● PROBLEM TO SOLVE
Show each line below that contains the word "pink". Case counts.

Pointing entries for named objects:
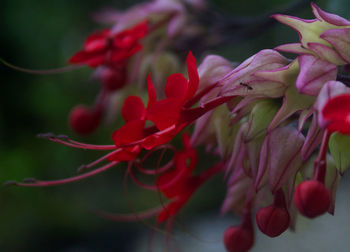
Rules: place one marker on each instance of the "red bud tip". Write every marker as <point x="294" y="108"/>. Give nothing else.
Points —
<point x="114" y="79"/>
<point x="272" y="220"/>
<point x="238" y="239"/>
<point x="84" y="120"/>
<point x="312" y="198"/>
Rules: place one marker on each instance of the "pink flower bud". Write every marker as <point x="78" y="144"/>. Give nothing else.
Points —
<point x="273" y="220"/>
<point x="238" y="239"/>
<point x="84" y="120"/>
<point x="114" y="79"/>
<point x="312" y="198"/>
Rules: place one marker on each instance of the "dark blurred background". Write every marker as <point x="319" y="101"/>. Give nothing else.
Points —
<point x="41" y="34"/>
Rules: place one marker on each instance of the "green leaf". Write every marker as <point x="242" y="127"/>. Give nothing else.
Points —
<point x="339" y="146"/>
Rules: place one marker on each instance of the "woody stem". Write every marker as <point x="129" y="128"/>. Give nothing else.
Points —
<point x="320" y="162"/>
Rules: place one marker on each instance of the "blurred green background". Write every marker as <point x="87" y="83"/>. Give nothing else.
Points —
<point x="43" y="34"/>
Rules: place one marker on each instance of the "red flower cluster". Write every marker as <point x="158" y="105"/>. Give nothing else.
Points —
<point x="178" y="184"/>
<point x="165" y="114"/>
<point x="105" y="48"/>
<point x="112" y="52"/>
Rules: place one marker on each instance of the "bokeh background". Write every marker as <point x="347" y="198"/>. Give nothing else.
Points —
<point x="41" y="34"/>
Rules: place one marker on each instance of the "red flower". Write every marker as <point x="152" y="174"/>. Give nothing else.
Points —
<point x="337" y="113"/>
<point x="178" y="90"/>
<point x="165" y="114"/>
<point x="105" y="48"/>
<point x="178" y="184"/>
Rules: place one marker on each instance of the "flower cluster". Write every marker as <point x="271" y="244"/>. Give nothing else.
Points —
<point x="277" y="125"/>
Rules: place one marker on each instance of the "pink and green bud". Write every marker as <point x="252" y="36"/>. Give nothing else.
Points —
<point x="327" y="36"/>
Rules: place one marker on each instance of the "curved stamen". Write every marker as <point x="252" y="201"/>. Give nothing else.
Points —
<point x="41" y="183"/>
<point x="139" y="183"/>
<point x="161" y="147"/>
<point x="44" y="72"/>
<point x="84" y="167"/>
<point x="65" y="140"/>
<point x="155" y="171"/>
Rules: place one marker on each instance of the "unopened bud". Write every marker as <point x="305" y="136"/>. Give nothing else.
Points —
<point x="273" y="220"/>
<point x="312" y="198"/>
<point x="238" y="239"/>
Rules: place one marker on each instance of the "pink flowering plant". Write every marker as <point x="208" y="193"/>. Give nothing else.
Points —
<point x="276" y="128"/>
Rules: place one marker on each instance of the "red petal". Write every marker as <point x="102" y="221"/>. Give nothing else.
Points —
<point x="337" y="112"/>
<point x="152" y="96"/>
<point x="127" y="154"/>
<point x="165" y="113"/>
<point x="133" y="109"/>
<point x="173" y="183"/>
<point x="124" y="40"/>
<point x="140" y="30"/>
<point x="176" y="86"/>
<point x="92" y="59"/>
<point x="193" y="76"/>
<point x="129" y="133"/>
<point x="171" y="209"/>
<point x="96" y="41"/>
<point x="122" y="55"/>
<point x="161" y="137"/>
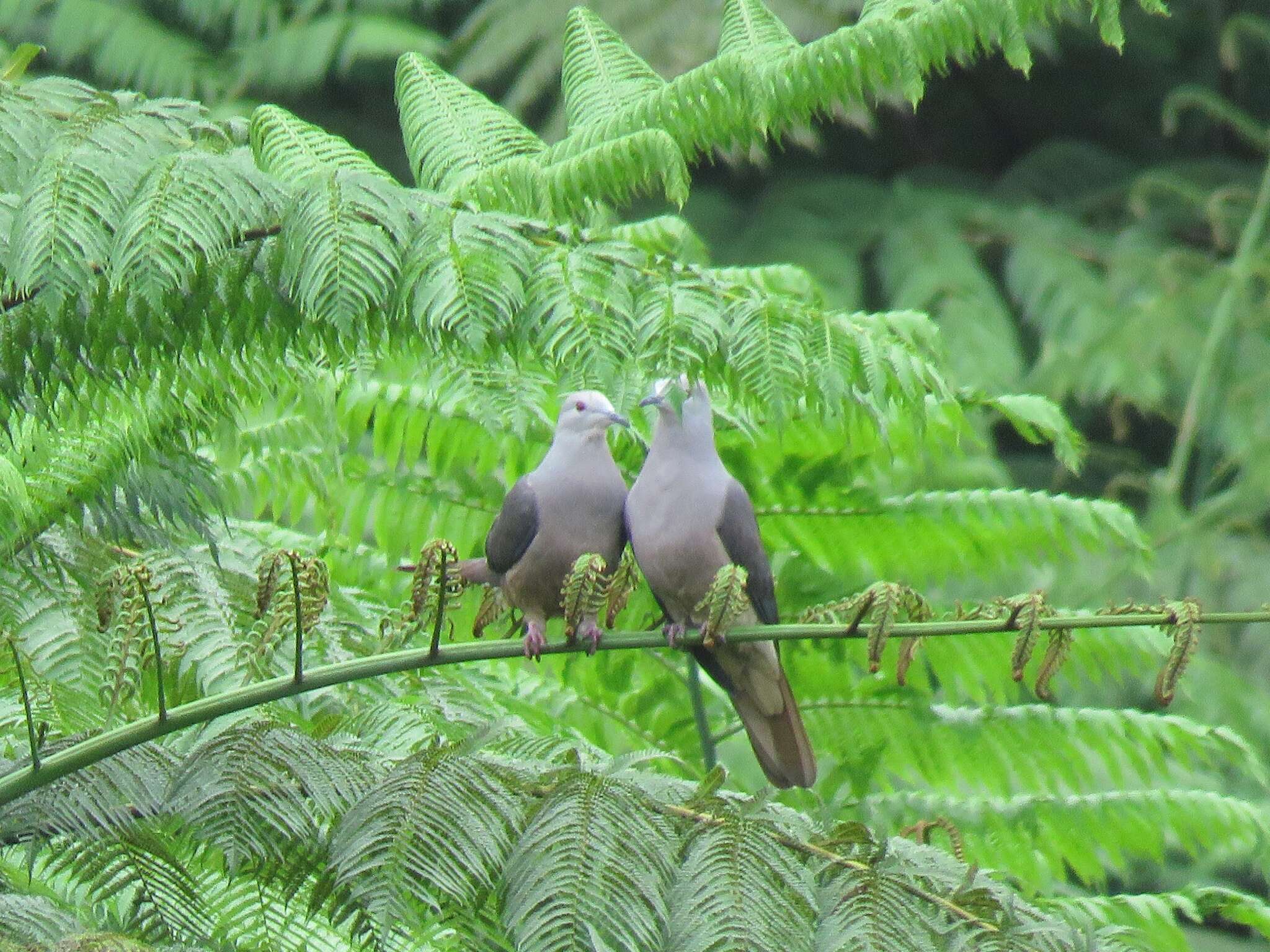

● TASK OUTPUT
Rules: place one marker on each instance of the "pink flower bud". Write every marker as <point x="78" y="144"/>. Give nothing else.
Rules: place one marker on each instance of the "pink and green bud". Write every marker as <point x="252" y="36"/>. Give nothing else.
Rules: place one marker on each instance of the "pink flowering plant". Write every marker as <point x="208" y="193"/>. Give nothing else.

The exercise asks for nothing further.